◆ **Given text**
Reviewed by Christopher Hamilton, King's College London

2019.08.17


Werner Herzog is a major contemporary filmmaker who has produced a body of work of real importance. In this book, Richard Eldridge seeks to take Herzog seriously in philosophical terms. His approach is to read Herzog as exploring ways of finding meaning in what Adorno -- though Eldridge doesn't mention him -- calls our 'administered society'. After an introductory chapter in which he describes our world of 'education reduced to the development of skills needed by docile and reliable workers, ideological conceptions of freedom as escape and rich hedonistic consumption in the private sphere, empty clichés about the value of choice' (p.10), he suggests that 'poetic visions are needed in order to disclose possibilities of significance in life within the framework of contemporary industrial-commercial culture' (p.35).

◆ **Listed entries**
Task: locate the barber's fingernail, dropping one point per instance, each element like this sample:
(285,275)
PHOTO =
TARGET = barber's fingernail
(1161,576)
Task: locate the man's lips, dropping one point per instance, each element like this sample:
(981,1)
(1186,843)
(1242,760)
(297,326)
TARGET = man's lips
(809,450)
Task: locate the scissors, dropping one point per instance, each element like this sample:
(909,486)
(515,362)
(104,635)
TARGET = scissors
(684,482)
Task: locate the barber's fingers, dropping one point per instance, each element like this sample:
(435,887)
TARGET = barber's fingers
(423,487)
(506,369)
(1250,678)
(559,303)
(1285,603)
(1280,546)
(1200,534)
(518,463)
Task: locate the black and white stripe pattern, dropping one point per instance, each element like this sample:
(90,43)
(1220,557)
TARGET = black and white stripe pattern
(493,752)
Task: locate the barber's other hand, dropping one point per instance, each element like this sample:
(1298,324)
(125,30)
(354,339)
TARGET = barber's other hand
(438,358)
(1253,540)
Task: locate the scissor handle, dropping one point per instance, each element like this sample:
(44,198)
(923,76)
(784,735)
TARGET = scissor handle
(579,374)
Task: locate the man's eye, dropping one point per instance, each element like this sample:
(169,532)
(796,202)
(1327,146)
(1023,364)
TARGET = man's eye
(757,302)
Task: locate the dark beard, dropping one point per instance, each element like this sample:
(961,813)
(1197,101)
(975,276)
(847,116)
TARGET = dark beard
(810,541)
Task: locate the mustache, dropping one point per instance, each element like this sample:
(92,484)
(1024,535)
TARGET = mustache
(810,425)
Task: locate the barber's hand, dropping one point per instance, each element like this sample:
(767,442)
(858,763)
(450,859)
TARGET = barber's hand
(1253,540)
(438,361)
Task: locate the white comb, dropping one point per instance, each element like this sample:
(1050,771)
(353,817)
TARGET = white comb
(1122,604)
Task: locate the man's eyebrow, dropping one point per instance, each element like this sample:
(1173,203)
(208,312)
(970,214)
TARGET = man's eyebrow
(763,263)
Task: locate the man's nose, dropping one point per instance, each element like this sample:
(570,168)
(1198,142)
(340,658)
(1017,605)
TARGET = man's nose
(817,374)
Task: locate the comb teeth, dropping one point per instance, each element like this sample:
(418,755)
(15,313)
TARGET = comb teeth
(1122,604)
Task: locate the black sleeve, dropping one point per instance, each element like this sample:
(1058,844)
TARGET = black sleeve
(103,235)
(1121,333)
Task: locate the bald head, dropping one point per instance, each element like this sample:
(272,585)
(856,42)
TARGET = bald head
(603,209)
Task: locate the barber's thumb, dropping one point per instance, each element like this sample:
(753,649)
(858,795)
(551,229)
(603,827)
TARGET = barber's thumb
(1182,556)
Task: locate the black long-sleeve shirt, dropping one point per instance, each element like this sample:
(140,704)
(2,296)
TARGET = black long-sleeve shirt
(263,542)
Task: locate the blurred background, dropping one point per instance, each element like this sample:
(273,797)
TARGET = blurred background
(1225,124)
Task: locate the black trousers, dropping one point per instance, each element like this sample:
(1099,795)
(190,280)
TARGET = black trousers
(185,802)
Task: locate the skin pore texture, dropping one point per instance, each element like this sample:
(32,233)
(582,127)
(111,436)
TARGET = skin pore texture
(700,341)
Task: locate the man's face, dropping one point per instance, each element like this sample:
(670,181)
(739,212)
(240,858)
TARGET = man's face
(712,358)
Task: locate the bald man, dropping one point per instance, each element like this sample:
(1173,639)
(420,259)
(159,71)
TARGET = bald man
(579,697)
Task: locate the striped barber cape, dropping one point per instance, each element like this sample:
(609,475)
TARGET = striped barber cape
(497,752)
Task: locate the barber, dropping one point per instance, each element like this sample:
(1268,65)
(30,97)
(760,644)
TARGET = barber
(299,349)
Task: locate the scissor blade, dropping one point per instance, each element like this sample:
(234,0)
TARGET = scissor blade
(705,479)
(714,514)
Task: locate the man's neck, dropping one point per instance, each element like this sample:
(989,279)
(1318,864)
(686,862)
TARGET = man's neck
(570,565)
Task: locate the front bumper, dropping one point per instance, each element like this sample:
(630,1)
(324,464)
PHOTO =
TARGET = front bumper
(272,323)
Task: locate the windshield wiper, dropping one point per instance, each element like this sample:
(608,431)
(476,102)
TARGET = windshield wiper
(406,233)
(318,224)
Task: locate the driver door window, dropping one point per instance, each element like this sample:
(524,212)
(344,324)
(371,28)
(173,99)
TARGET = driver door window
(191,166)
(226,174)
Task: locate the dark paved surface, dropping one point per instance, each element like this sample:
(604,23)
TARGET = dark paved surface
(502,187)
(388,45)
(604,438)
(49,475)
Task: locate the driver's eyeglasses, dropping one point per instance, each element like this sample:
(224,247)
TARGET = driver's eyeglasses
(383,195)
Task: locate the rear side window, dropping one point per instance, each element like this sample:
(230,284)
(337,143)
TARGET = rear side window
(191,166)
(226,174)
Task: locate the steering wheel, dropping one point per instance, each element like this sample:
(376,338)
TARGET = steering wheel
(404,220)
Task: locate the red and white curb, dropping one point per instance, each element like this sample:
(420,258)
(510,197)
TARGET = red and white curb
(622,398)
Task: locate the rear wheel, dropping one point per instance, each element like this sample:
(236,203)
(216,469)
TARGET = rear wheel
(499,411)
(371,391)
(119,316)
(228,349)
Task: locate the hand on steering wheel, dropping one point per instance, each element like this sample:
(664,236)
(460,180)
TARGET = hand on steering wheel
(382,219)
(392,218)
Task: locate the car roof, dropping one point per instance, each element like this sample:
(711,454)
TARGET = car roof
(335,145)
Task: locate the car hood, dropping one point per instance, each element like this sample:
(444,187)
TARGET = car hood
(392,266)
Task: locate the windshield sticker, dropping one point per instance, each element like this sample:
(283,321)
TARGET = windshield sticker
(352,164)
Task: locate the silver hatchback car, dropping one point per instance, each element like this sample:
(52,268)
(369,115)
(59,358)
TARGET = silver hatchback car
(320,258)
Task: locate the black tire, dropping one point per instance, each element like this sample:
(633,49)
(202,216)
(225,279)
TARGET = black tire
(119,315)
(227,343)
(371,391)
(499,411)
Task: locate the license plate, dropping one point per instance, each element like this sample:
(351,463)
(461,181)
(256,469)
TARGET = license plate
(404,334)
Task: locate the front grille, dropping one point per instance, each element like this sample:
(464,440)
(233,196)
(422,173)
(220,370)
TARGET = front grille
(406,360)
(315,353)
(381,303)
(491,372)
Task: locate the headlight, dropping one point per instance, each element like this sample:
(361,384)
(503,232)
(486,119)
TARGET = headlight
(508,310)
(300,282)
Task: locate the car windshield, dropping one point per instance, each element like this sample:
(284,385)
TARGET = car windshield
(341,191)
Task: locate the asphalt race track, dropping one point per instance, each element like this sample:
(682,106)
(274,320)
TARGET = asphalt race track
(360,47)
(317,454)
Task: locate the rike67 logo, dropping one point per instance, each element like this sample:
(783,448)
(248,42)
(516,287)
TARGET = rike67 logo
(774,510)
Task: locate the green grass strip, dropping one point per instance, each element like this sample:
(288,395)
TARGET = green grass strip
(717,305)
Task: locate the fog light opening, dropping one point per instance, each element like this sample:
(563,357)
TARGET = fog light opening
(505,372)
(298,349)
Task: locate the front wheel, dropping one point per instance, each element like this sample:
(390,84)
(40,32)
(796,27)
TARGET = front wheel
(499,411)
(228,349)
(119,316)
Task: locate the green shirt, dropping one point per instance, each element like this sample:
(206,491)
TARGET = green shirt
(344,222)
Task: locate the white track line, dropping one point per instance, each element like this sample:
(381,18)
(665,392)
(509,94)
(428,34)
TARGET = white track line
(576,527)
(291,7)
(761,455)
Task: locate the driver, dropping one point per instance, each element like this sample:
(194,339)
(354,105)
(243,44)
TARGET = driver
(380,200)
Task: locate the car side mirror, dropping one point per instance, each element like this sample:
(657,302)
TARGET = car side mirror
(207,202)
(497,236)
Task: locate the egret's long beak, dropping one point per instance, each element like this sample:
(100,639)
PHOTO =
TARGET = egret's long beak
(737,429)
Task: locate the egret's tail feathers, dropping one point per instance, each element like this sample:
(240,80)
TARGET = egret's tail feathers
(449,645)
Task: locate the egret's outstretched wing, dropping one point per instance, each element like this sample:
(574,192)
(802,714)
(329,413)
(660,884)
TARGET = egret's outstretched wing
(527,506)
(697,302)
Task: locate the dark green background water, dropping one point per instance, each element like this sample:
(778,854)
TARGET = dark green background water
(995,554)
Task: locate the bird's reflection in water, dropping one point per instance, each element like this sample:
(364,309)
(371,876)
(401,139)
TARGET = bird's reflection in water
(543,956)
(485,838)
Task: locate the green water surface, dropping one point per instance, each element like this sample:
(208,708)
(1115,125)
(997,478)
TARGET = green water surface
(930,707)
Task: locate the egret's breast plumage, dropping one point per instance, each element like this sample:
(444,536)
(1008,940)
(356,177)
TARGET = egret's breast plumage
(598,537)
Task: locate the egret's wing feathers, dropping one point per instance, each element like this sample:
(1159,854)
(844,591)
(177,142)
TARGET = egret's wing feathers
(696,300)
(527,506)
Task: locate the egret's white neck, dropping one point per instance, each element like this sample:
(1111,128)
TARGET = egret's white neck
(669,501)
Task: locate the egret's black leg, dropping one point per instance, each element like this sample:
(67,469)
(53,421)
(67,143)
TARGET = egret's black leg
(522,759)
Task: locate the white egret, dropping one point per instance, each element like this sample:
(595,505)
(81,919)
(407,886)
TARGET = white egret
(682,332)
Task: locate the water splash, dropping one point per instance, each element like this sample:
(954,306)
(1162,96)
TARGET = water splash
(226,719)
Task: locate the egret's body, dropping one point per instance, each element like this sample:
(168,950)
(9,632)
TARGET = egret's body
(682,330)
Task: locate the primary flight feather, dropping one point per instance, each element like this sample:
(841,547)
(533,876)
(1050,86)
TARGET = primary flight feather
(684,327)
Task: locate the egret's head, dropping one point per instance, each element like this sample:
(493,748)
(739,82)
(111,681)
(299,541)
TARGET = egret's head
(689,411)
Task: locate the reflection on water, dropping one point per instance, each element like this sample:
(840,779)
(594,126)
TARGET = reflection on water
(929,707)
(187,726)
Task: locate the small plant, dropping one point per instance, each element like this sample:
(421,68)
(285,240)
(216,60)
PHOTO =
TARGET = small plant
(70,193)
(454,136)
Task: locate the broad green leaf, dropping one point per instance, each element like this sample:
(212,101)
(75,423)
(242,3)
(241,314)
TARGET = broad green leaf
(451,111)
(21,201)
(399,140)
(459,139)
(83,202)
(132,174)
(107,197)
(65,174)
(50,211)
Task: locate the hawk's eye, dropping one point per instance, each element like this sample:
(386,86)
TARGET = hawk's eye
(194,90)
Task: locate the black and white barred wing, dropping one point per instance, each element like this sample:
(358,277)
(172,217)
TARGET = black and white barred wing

◆ **Tasks to complete**
- A) Do these statements agree with the Herzog review? (i) The reviewer is from King's College London. (ii) Eldridge mentions Adorno in his book. (iii) Eldridge holds that poetic visions are needed to disclose possibilities of significance in life. For each, answer yes or no and quote the deciding words of the review.
- B) Output the stretch of the Herzog review from "Werner Herzog is" through "industrial-commercial culture' (p.35).".
- C) Answer these questions from the Herzog review, one per line:
(i) What date does the review carry?
(ii) Who wrote the book under review?
(iii) Which page is cited for the passage about poetic visions?
The records have no connection to the Herzog review.

◆ **Task-by-task results**
- A)
(i) Yes: "Reviewed by Christopher Hamilton, King's College London"
(ii) No: "though Eldridge doesn't mention him"
(iii) Yes: "'poetic visions are needed in order to disclose possibilities of significance in life within the framework of contemporary industrial-commercial culture'"

- B)
Werner Herzog is a major contemporary filmmaker who has produced a body of work of real importance. In this book, Richard Eldridge seeks to take Herzog seriously in philosophical terms. His approach is to read Herzog as exploring ways of finding meaning in what Adorno -- though Eldridge doesn't mention him -- calls our 'administered society'. After an introductory chapter in which he describes our world of 'education reduced to the development of skills needed by docile and reliable workers, ideological conceptions of freedom as escape and rich hedonistic consumption in the private sphere, empty clichés about the value of choice' (p.10), he suggests that 'poetic visions are needed in order to disclose possibilities of significance in life within the framework of contemporary industrial-commercial culture' (p.35).

- C)
(i) 2019.08.17
(ii) Richard Eldridge
(iii) Page 35